The request – Reproduce all entries verbatim, with nothing added or dropped.
====== Provided data
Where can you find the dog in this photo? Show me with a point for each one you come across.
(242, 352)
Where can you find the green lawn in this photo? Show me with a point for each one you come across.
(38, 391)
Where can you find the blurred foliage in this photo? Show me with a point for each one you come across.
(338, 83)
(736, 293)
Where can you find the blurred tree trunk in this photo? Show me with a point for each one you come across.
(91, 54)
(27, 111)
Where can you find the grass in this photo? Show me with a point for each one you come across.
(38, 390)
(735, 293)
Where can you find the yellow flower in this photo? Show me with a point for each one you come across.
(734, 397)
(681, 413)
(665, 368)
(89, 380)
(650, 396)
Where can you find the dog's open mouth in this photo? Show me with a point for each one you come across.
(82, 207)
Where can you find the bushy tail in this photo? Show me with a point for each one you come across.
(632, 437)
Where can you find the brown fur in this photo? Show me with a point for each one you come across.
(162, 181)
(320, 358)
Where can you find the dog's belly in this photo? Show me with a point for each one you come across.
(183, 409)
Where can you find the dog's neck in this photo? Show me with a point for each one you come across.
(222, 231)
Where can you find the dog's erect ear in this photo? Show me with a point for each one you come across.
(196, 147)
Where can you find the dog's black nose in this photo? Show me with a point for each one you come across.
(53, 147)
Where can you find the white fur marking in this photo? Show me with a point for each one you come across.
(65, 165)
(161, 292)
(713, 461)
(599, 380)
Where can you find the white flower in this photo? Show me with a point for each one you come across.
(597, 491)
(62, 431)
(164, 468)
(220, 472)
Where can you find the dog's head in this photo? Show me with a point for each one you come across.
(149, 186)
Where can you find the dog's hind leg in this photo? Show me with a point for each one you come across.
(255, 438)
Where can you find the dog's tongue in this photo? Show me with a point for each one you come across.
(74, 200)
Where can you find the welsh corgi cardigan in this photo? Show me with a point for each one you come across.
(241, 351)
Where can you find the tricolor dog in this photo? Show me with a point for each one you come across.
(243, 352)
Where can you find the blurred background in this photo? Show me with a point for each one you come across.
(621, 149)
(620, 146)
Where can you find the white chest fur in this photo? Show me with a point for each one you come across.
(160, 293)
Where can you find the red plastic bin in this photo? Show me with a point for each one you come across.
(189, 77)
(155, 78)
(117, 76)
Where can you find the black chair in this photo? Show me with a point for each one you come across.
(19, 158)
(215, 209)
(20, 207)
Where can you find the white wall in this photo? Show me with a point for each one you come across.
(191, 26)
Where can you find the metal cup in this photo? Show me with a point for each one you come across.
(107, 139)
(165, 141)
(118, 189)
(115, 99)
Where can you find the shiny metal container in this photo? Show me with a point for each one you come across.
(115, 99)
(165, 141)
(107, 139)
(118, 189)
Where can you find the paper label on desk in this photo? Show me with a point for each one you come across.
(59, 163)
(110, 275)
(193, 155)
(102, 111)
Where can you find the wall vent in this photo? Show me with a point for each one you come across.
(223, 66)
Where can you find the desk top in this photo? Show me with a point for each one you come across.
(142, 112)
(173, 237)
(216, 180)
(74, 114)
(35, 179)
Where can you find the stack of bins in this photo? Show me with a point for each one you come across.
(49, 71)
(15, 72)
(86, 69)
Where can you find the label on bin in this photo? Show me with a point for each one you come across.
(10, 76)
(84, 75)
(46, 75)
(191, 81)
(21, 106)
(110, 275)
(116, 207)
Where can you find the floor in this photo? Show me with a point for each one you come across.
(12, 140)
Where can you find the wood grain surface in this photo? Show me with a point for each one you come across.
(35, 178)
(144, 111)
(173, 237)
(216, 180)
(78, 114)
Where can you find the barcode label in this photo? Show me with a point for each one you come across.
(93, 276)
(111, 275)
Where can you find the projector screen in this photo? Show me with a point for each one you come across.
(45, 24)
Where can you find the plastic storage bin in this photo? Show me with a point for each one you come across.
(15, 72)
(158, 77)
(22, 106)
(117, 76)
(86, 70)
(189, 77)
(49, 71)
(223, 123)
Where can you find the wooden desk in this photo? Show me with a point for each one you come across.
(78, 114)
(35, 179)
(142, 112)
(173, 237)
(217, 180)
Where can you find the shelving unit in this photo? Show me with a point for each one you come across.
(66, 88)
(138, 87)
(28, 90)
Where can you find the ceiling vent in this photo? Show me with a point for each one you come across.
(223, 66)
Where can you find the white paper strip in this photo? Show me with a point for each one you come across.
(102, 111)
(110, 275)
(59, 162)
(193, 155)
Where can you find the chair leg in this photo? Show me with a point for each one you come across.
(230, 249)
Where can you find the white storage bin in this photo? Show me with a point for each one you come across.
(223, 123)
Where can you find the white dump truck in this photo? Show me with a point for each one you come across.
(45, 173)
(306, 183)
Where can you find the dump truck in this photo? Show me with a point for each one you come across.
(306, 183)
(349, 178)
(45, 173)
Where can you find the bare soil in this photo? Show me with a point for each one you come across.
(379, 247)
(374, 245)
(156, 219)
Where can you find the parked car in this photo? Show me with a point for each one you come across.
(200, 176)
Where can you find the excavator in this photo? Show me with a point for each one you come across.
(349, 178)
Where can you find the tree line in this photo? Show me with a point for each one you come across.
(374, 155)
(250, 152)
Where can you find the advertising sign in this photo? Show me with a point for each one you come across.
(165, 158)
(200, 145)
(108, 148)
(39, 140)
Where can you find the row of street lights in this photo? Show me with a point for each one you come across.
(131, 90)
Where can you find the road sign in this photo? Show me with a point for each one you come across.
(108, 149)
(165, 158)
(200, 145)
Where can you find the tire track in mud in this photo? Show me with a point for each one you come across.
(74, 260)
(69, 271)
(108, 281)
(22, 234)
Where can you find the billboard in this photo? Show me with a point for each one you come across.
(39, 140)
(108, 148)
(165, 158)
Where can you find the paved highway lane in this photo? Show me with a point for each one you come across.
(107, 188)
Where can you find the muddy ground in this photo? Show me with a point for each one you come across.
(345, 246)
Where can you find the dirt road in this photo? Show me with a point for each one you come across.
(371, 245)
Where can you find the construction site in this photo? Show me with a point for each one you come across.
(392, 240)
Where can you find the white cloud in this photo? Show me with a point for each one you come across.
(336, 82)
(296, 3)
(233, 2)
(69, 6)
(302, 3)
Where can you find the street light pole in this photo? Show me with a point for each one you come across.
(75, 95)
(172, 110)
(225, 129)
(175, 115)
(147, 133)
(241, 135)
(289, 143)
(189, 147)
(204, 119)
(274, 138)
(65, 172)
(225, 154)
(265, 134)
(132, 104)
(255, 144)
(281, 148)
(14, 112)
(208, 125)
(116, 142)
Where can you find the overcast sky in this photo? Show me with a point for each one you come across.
============
Full solution –
Where can you find the dog in this photo? Show me with a point for each one you come across.
(242, 352)
Where can you find the green lawn in this photo? Show me with a point for each one you come across.
(38, 391)
Where can you find the blurred foliage in this photo? Show me with a point for each one you come across.
(338, 83)
(736, 293)
Where can you find the blurred tree trunk in this photo? Show me with a point for each one you come across.
(91, 54)
(27, 111)
Where can you find the grass in this photo? Show me with a point for each one you come across.
(38, 390)
(735, 293)
Where can you find the yellow flower in this photo? Show me with a point for each one you come across.
(734, 397)
(681, 413)
(665, 368)
(89, 380)
(650, 396)
Where can you find the dog's open mouth in this photo? Show me with a point for each one you come across.
(82, 207)
Where can you find the bushy tail in this photo? Show me with a point for each one you come across.
(632, 437)
Where can you find the brown fur in this photo? Show me with a point for each one you come across.
(162, 181)
(320, 358)
Where can you find the dog's belly in this photo? Show me with a point for each one you come across.
(183, 409)
Where can you find the dog's neck in this photo? Show me with a point for each one you come across.
(222, 231)
Where can you find the dog's erect ear in this photo? Show me with a point for each one you come across.
(196, 147)
Where can you find the dog's black nose in this photo? Show me with a point for each one you come across.
(53, 147)
Where can you find the white fur marking in this photo? Show me with a point for each one you come across.
(65, 165)
(161, 292)
(713, 461)
(599, 380)
Where can you find the white flower in this photo? Show me with a point for each one you come across.
(597, 491)
(62, 431)
(164, 468)
(220, 472)
Where can you find the dog's head in this photo? Show me with a point for each one you come across.
(149, 186)
Where can you find the dog's hind leg in this photo? Show me with a point for each one you come across.
(255, 438)
Where can you find the dog's tongue in this photo? Show me with a point for each one you come across.
(74, 200)
Where can you find the welsh corgi cardigan in this photo? Show me with a point for each one you come across.
(241, 351)
Where can you find the tricolor dog in this photo? Show me with a point for each one you come across.
(243, 352)
Where can you find the blurred background in this photo? Show me with a point for each one you come across.
(621, 149)
(620, 146)
Where can you find the white chest fur in this photo? Show me with a point for each one you come across.
(160, 293)
Where can you find the red plastic bin in this photo? Show me with a point for each one you come across.
(189, 77)
(155, 78)
(117, 76)
Where can you find the black chair in this photo? Show me with a point for each one you come across.
(19, 158)
(215, 209)
(20, 207)
Where can you find the white wall in this photo? Show me with a point for each one you come across.
(191, 26)
Where can you find the metal cup in this photo? Show me with a point for each one you come across.
(107, 139)
(165, 141)
(118, 189)
(115, 99)
Where can you find the shiny metal container in this photo? Show me with a point for each one you come across.
(115, 99)
(165, 141)
(107, 139)
(118, 189)
Where can you find the paper label on desk in this photo? Show me with a point for each one you come across.
(59, 163)
(110, 275)
(193, 155)
(102, 111)
Where can you find the wall vent in this photo? Show me with a point for each one you come across.
(223, 66)
Where can you find the desk top in this photo? Show me with a point for each one you come across.
(142, 112)
(173, 237)
(216, 180)
(74, 114)
(35, 179)
Where can you find the stack of bins in this photo? Show me with a point for each one you come across.
(49, 71)
(15, 72)
(86, 69)
Where can you find the label on bin in this photo? Show me with a point for each one you come across.
(10, 76)
(84, 75)
(46, 75)
(191, 81)
(21, 106)
(110, 275)
(116, 207)
Where can you find the floor in this photo? Show me with a point for each one you come across.
(12, 140)
Where can you find the wood grain surface in this photo? Show me with a point for each one you come across.
(35, 178)
(144, 111)
(173, 237)
(216, 180)
(78, 114)
Where can you find the barcode label in this photo? Show me with a point for each one you come across.
(93, 276)
(111, 275)
Where can you find the projector screen in this photo? Show me with a point for each one you come across.
(45, 24)
Where can you find the plastic storage bin in this photo? Show me with a point for each one you come across.
(15, 72)
(158, 77)
(22, 106)
(117, 76)
(86, 70)
(189, 77)
(49, 71)
(223, 123)
Where can you find the wooden desk in this photo? Show me with a point for each one you come across.
(78, 114)
(35, 179)
(142, 112)
(173, 237)
(217, 180)
Where can you find the shelving unit in this photo? Show me with a point for each one you come across.
(66, 88)
(138, 87)
(28, 90)
Where can you find the ceiling vent in this photo? Show me with a point for each one you come across.
(223, 66)
Where can you find the white paper strip in this photo? Show me with a point for each one you come across.
(102, 111)
(110, 275)
(59, 162)
(193, 155)
Where can you find the chair leg in this photo? Show me with a point for each one you come across.
(230, 249)
Where can you find the white storage bin in this photo? Show me with a point for each one you come across.
(223, 123)
Where can you find the white dump truck in this photo? Show me with a point for each one you come across.
(45, 173)
(306, 183)
Where can you find the dump truck in this photo? Show me with a point for each one you come across.
(306, 183)
(349, 178)
(45, 173)
Where can you find the bare soil in this photo? Show me with a point for each one you come across.
(379, 247)
(374, 245)
(156, 219)
Where can you find the parked car in this photo? Show me with a point for each one you come across.
(200, 176)
Where can you find the excavator in this photo? Show me with a point for each one you come across.
(349, 178)
Where can you find the tree line in this photo? Show me with a point for each one you come across.
(374, 155)
(250, 152)
Where can you find the advertising sign in this photo? Show me with a point for each one you come across.
(165, 158)
(200, 145)
(108, 148)
(39, 140)
Where can you find the row of street lights in this photo? Show me with a point for each one you come across.
(131, 90)
Where can you find the road sign in this photo? Show me with a point for each one you come across.
(108, 149)
(165, 158)
(200, 145)
Where can you find the tire track in mud in this photo? Show me with a point for each one you come across.
(74, 260)
(69, 271)
(108, 281)
(22, 234)
Where can you find the billboard in this photo? Show me with a point for each one you come across.
(39, 140)
(108, 148)
(165, 158)
Where can you find the paved highway lane in this photo? Show me with a point for each one you come across.
(107, 188)
Where can you find the muddy ground in this photo? Show me with a point for each one you come across.
(345, 246)
Where can you find the dirt road in this photo? Show me with a point for each one you come across.
(371, 245)
Where can you find the construction site in this photo? Show me with a point for each one you come across.
(392, 240)
Where can you find the white cloud in this photo? Show me with a point for each one you come across.
(336, 82)
(296, 3)
(233, 2)
(69, 6)
(302, 3)
Where can you find the street light pole in this photo? Show me with a point for each one you come across.
(75, 95)
(172, 110)
(225, 129)
(175, 115)
(147, 133)
(241, 135)
(289, 143)
(189, 147)
(204, 119)
(274, 138)
(65, 172)
(225, 154)
(265, 134)
(132, 104)
(255, 144)
(281, 148)
(14, 112)
(208, 125)
(116, 142)
Where can you find the overcast sky in this photo? Show me with a point for each one you come across.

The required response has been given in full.